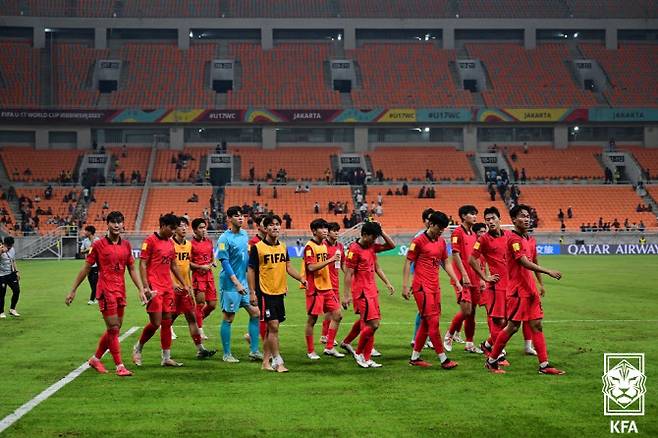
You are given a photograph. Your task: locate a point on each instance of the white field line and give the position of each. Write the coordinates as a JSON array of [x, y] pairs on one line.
[[52, 389]]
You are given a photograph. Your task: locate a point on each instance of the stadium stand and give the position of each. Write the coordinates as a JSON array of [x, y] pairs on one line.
[[409, 163], [529, 78], [589, 204], [163, 200], [415, 64], [175, 78], [632, 70], [298, 205], [554, 164], [19, 70], [166, 164], [291, 75], [125, 200], [18, 161], [300, 163]]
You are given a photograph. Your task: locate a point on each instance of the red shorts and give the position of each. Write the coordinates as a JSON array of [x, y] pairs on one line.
[[207, 287], [429, 303], [162, 302], [469, 294], [524, 308], [184, 303], [111, 304], [367, 307], [321, 302]]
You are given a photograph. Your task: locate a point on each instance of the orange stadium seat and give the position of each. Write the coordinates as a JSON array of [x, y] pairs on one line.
[[548, 163], [301, 163], [39, 162], [409, 163], [419, 77], [529, 78], [298, 205], [124, 199], [589, 203], [163, 200]]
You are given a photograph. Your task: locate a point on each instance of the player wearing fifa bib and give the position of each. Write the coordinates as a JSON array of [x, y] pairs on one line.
[[232, 252]]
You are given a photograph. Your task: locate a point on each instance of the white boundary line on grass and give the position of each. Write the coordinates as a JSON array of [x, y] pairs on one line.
[[52, 389]]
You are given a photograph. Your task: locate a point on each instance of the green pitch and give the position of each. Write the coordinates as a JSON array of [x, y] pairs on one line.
[[332, 396]]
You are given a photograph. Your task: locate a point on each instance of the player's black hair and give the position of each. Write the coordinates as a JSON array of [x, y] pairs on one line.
[[269, 219], [439, 218], [371, 229], [517, 209], [115, 217], [198, 221], [467, 209], [234, 211], [491, 210], [479, 226], [319, 223], [169, 220], [427, 213]]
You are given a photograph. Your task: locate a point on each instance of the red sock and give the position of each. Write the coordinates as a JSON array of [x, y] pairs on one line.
[[147, 333], [456, 323], [469, 327], [331, 337], [165, 334], [501, 341], [539, 342], [115, 347], [435, 333], [366, 333], [527, 332], [102, 345], [354, 332]]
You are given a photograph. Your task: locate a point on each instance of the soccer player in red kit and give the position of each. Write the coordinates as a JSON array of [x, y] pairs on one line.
[[428, 251], [523, 299], [157, 263], [360, 282], [201, 261], [113, 255], [463, 238]]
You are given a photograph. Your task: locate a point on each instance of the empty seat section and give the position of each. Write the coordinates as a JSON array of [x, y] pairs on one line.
[[548, 163], [165, 164], [298, 205], [406, 75], [408, 163], [290, 75], [163, 200], [19, 69], [124, 199], [161, 75], [43, 165], [632, 70], [589, 204], [529, 78]]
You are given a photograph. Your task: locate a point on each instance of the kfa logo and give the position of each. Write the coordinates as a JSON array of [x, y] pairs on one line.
[[624, 387]]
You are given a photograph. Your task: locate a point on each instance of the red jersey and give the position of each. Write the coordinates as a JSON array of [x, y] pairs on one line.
[[462, 242], [112, 259], [363, 260], [158, 253], [333, 270], [427, 255], [521, 280], [493, 249], [202, 254]]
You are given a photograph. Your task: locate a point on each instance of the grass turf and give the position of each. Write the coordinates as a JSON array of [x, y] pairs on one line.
[[332, 396]]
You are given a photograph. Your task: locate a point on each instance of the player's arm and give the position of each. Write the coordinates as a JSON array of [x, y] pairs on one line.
[[84, 271]]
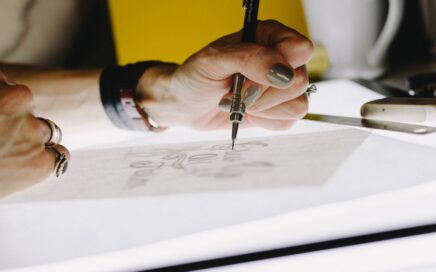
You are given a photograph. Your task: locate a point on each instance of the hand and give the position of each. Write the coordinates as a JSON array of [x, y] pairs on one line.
[[189, 95], [24, 158]]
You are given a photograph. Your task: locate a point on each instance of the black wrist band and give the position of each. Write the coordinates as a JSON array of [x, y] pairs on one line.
[[117, 88]]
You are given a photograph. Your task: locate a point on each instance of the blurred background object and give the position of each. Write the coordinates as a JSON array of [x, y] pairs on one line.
[[67, 33], [428, 8], [356, 34]]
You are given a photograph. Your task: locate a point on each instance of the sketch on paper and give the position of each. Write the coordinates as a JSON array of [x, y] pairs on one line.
[[216, 161], [299, 160]]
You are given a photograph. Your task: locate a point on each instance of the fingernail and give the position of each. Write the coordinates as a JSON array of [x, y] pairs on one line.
[[251, 95], [5, 79], [225, 104], [280, 75]]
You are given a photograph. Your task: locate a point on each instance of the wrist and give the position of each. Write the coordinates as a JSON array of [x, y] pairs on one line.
[[155, 96], [118, 85]]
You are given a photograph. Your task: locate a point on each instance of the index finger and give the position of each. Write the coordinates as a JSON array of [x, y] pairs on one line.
[[293, 46]]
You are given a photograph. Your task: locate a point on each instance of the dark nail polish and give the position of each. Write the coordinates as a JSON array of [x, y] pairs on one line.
[[280, 75], [251, 95], [225, 105]]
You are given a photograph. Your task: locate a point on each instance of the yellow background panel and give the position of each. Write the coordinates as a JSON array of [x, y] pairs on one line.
[[172, 30]]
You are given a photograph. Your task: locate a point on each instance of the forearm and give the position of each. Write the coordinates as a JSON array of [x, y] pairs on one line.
[[71, 98]]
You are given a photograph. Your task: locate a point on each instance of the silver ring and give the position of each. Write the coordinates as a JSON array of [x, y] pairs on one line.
[[55, 132], [61, 163], [311, 89]]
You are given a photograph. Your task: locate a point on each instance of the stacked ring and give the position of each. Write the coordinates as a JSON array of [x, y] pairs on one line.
[[55, 132], [61, 160]]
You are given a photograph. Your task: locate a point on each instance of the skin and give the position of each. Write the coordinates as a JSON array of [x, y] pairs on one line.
[[174, 95], [24, 159]]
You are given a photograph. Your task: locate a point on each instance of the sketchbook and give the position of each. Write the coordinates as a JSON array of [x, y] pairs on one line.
[[143, 204], [117, 198]]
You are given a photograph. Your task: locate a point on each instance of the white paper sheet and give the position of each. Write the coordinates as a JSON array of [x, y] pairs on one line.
[[86, 214], [309, 170]]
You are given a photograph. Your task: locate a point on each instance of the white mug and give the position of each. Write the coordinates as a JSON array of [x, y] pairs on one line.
[[354, 33]]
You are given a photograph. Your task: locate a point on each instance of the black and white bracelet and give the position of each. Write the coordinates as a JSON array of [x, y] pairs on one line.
[[117, 92]]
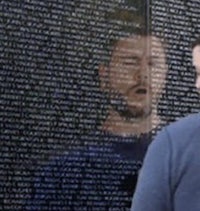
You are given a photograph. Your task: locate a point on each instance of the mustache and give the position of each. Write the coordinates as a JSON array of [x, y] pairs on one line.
[[139, 89]]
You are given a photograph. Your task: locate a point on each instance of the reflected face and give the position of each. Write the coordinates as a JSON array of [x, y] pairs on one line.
[[196, 63], [134, 63]]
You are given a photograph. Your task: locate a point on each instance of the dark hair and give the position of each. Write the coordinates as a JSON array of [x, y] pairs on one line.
[[196, 42], [129, 17]]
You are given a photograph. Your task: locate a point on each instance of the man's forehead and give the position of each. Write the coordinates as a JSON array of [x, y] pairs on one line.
[[137, 43]]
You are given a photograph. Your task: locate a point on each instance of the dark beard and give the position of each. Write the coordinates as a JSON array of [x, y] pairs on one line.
[[120, 105]]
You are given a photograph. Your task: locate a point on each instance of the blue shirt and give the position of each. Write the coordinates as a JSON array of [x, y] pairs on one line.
[[170, 176], [100, 174]]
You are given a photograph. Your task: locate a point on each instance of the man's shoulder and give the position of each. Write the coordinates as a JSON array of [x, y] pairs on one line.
[[188, 123], [186, 128]]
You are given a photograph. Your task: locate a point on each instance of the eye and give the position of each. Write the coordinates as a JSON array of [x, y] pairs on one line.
[[131, 61]]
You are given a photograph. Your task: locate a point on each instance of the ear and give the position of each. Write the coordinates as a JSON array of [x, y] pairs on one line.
[[103, 77]]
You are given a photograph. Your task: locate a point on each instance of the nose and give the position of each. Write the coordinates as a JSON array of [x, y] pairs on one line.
[[142, 74]]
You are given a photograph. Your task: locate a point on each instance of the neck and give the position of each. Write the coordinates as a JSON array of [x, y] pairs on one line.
[[118, 125]]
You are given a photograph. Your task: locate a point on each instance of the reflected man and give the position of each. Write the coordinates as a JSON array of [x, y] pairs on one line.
[[101, 173]]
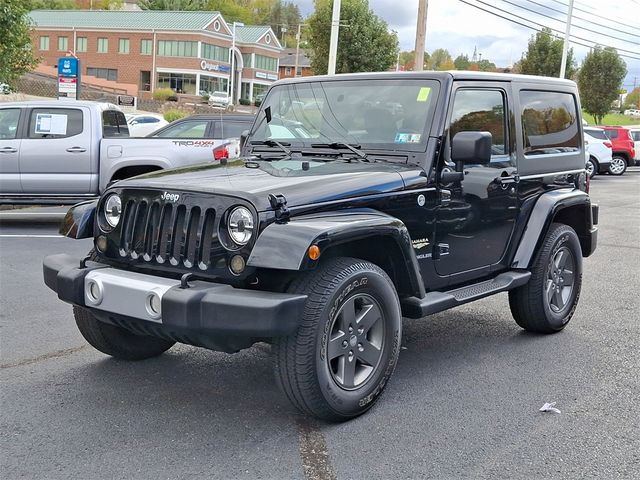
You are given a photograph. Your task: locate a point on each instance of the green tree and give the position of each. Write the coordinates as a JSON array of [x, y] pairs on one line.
[[364, 44], [462, 62], [544, 56], [439, 57], [599, 80], [15, 42]]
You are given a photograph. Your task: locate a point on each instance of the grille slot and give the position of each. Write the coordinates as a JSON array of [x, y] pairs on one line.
[[183, 236]]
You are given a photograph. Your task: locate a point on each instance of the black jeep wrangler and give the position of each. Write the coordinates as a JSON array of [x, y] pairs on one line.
[[359, 199]]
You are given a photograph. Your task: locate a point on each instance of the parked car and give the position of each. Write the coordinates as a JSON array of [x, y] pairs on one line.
[[220, 100], [65, 152], [635, 134], [334, 227], [141, 125], [623, 149], [599, 150]]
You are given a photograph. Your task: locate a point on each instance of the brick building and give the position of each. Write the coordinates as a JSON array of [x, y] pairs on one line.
[[189, 52]]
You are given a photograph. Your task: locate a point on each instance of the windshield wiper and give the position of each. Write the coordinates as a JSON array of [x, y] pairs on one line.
[[273, 143], [338, 145]]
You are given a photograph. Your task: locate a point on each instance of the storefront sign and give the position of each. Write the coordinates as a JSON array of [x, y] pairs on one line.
[[214, 67]]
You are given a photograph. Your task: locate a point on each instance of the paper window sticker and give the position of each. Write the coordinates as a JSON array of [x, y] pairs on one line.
[[423, 94]]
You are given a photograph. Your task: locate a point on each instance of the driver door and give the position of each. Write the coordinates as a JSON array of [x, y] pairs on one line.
[[476, 216]]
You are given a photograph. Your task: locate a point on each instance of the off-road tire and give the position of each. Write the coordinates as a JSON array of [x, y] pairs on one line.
[[302, 366], [530, 304], [117, 341], [616, 166]]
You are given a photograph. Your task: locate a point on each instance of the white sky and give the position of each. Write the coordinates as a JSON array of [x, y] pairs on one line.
[[459, 27]]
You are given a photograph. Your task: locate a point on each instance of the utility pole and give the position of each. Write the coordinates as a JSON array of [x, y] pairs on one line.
[[565, 47], [333, 44], [421, 33]]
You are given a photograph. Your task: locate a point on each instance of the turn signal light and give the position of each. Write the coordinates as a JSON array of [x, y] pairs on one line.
[[314, 252]]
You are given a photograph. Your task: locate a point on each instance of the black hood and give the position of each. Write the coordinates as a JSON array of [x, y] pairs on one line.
[[254, 181]]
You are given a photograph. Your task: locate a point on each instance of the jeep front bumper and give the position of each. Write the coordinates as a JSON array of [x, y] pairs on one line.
[[203, 308]]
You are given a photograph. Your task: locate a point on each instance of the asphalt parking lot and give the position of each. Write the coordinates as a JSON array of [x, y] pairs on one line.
[[463, 402]]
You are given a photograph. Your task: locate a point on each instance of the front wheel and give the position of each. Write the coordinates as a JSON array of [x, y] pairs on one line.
[[547, 302], [618, 165], [340, 359]]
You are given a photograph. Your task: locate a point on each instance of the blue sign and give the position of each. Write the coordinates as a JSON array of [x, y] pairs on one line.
[[68, 67]]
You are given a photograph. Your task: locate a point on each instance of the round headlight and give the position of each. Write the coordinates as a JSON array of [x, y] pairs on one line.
[[113, 210], [240, 225]]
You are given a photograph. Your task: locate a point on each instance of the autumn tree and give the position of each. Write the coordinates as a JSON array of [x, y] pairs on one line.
[[600, 79], [364, 43], [544, 56], [15, 43]]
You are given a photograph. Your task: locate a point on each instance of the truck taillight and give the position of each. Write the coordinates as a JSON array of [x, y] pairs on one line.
[[220, 152]]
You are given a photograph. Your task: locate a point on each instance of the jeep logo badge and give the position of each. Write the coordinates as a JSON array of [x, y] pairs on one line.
[[170, 197]]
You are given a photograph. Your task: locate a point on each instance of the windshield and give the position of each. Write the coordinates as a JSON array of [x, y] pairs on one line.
[[390, 114]]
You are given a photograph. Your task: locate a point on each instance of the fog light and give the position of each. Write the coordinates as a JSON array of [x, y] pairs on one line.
[[101, 243], [237, 264], [153, 305], [94, 292]]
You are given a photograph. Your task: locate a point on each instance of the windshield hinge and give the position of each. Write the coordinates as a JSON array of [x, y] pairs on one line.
[[279, 205]]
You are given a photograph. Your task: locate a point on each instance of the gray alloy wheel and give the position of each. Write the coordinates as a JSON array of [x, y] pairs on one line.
[[356, 336], [617, 166], [560, 279]]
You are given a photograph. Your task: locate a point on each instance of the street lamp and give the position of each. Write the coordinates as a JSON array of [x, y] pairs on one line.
[[232, 57]]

EXERCISE GOAL |
Lines from the one holding "of the gray" to the last line of the records: return these exactly, and only these.

YOUR RESPONSE |
You are given a photograph. Your task: locate a point on each instance of the gray alloy wheel and give the position of each. Write the coordinates as a JSON array of [x, y] pairs on one line.
[[356, 336], [617, 166], [560, 279]]
You are given a photograph. Your task: locate a point on each instance of the street lamp and give the position of each. Write the coordinates as a JSON array of [x, y] pairs on one line.
[[232, 57]]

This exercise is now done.